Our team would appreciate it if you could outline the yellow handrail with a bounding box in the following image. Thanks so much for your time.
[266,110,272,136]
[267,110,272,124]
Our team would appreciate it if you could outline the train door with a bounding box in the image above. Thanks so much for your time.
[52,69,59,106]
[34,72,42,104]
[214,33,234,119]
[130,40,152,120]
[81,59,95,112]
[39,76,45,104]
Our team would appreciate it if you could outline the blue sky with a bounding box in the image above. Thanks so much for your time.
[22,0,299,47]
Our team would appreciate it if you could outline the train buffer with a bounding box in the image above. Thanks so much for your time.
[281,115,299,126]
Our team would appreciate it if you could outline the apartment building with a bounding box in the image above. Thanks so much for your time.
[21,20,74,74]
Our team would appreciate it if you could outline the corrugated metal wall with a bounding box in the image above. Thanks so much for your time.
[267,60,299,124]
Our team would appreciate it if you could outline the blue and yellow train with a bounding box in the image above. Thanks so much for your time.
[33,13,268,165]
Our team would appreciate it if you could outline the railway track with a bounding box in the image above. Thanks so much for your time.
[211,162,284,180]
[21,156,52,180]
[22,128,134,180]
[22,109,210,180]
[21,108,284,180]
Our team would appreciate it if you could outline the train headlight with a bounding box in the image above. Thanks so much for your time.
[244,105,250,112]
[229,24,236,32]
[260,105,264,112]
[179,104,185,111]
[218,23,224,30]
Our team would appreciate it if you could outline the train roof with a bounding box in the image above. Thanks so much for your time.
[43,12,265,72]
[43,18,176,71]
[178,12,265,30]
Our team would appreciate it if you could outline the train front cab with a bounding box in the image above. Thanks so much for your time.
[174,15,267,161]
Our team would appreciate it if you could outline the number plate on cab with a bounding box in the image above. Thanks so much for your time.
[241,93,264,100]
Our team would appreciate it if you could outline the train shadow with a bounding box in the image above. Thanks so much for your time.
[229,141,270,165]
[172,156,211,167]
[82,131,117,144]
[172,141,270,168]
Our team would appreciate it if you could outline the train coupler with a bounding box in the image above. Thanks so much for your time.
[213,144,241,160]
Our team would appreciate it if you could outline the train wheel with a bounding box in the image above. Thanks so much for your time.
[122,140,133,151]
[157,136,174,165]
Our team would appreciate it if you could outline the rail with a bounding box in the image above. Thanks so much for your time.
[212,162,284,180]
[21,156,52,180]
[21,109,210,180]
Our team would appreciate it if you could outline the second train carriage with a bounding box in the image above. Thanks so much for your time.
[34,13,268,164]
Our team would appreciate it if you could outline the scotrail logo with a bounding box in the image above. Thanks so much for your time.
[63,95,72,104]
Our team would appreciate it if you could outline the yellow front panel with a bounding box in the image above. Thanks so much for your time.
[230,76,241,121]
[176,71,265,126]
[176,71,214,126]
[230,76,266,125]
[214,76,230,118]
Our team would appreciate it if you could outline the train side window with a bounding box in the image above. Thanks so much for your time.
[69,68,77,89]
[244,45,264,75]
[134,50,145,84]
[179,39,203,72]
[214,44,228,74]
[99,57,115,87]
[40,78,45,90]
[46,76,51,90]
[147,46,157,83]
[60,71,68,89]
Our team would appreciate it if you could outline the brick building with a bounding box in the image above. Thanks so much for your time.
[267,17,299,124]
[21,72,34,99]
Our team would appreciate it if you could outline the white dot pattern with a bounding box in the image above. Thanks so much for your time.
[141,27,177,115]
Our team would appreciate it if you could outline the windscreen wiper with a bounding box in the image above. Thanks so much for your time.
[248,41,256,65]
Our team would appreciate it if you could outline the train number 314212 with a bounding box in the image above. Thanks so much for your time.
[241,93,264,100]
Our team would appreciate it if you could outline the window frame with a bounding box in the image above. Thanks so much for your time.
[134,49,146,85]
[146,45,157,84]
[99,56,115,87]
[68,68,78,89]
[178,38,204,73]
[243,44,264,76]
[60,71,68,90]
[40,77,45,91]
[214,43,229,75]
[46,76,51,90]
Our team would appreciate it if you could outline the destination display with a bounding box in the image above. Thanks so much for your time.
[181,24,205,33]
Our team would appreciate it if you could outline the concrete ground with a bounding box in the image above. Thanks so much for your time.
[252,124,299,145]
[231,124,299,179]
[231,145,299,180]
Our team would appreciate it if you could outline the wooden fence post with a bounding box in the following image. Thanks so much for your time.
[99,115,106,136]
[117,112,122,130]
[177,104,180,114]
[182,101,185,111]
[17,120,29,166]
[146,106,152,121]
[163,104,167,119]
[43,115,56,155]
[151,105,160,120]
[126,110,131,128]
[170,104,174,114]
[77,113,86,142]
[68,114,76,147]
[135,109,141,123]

========================================

* [EXERCISE INSTRUCTIONS] Reproduce each entry exactly, leaving out nothing.

* [RESULT BELOW]
Our team would appreciate it if you could outline the yellow handrail with a bounding box in the following image. Thanks so much for your time.
[266,110,272,136]
[267,110,272,124]
Our team would appreciate it if you could outline the train door with a bounding box in the image above. Thanks so much for your time.
[52,69,59,106]
[34,72,42,104]
[214,33,234,119]
[130,40,152,120]
[81,59,95,112]
[39,76,45,104]
Our team would appreciate it if you could outline the blue sky with a bounding box in the image above. Thanks so much for your time.
[22,0,299,47]
Our team would appreciate it if you could outline the train buffer with a bounding box in the image above. Thanks so much for your time.
[281,115,299,126]
Our team would appreciate it if you could outline the apartment building with a bounding box in the image above. Thanks so much for your time.
[21,20,74,74]
Our team would appreciate it if you could outline the corrugated metal wall with a bounding box in the image above. Thanks so much for your time.
[267,60,299,124]
Our team would appreciate it if you could outline the blue and yellow train with a bounding box in the image above. Thanks so much for your time.
[33,13,268,165]
Our team would appreciate it if you could outline the railway track with a bounding box in the image above. Thanks so much for your time.
[211,162,284,180]
[21,156,52,180]
[22,128,134,180]
[22,109,210,180]
[21,108,284,180]
Our team would appreciate it if you could outline the train headlight with a bounding box in the image above. Thanks so much for your time.
[244,105,250,112]
[229,24,236,32]
[260,105,264,112]
[179,104,185,111]
[218,23,224,30]
Our team would appreciate it if you could outline the train roof with a bounding box in the image above. Thanks so much for your time.
[43,12,265,72]
[43,18,176,71]
[178,12,265,30]
Our team would appreciate it if you could outline the train front cab with a bounding box in the image above. Thanks so much for your time.
[174,15,267,161]
Our team would appreciate it if you could outline the number plate on cab with a bounding box in the image above. Thanks so much for your time.
[241,93,264,100]
Our team would appreciate it if you could outline the train shadow with a bounding box in the image above. Thanks so much for your time.
[229,141,270,165]
[172,156,211,167]
[82,131,117,144]
[172,141,270,168]
Our team would appreciate it if you could outline the train coupler with a bounding box in the image above. Thanks so much for your time.
[213,144,241,160]
Our team would appreciate it if you could outline the train wheel with a bounding box in the image above. Thanks so much for your time.
[122,140,133,151]
[157,136,174,165]
Our team would appreciate it if you could outline the rail with a bounding box in the image above. Thanks so much for your time.
[212,162,284,180]
[21,156,52,180]
[21,109,210,180]
Our team would appreciate it if you could outline the second train carriage with a bounding box in the image above. Thanks so much for your time.
[34,13,268,164]
Our team would appreciate it if you could outline the scotrail logo with a bounding box in the image above. Thanks so much for your time.
[63,95,72,104]
Our team would appreciate it if you could outline the yellow front panel with a bounding box in the image above. Thanks so much for your time.
[230,76,241,121]
[176,71,265,126]
[176,71,214,126]
[230,76,266,125]
[214,76,230,118]
Our team would appreciate it if you could outline the train side window with a bounding box in the image above. Thanks so much for your time.
[69,68,77,89]
[244,45,264,75]
[134,50,145,84]
[179,39,203,72]
[214,44,228,74]
[99,57,115,87]
[40,78,45,90]
[46,76,51,90]
[147,46,157,83]
[60,71,68,89]
Our team would appreciate it if you could outline the brick building with a bounding box in the image above. Thanks so much for your time.
[267,17,299,124]
[21,72,34,99]
Our team would appreciate it if you could outline the white dot pattern with a bounding box in the image above. Thanks so much for your time.
[141,27,177,115]
Our team would appreciate it if you could outline the windscreen wiper with a bounding box in the image above. Thanks so much for your time.
[248,41,256,65]
Our team would appreciate it if you could outline the train number 314212 with a bounding box in the image above. Thanks so much for your time.
[241,93,264,100]
Our team would appreciate it if you could outline the window frame with a bounding box in the image above. Thanks so much for your time.
[134,49,146,85]
[146,45,157,84]
[99,56,115,87]
[68,68,78,89]
[178,38,204,73]
[243,44,264,76]
[60,71,68,90]
[40,77,45,91]
[214,43,229,75]
[46,76,51,90]
Our team would appreciate it if you could outline the destination display with a bounding box in the image above. Thanks so much for your time.
[181,24,205,33]
Our team would appreciate it if you could outline the concrete ground with a bounding box in the image above. Thanks so much for your time.
[252,124,299,145]
[231,124,299,179]
[231,145,299,180]
Our team would appreciate it if you could outline the wooden fence post with a bounding box in the following image. Thanks so much for your time.
[99,115,106,136]
[117,112,122,130]
[177,104,180,114]
[182,101,185,111]
[17,120,29,166]
[146,106,152,121]
[163,104,167,119]
[43,115,56,155]
[151,105,160,120]
[126,110,131,128]
[170,104,174,114]
[77,113,86,142]
[68,114,76,147]
[135,109,141,123]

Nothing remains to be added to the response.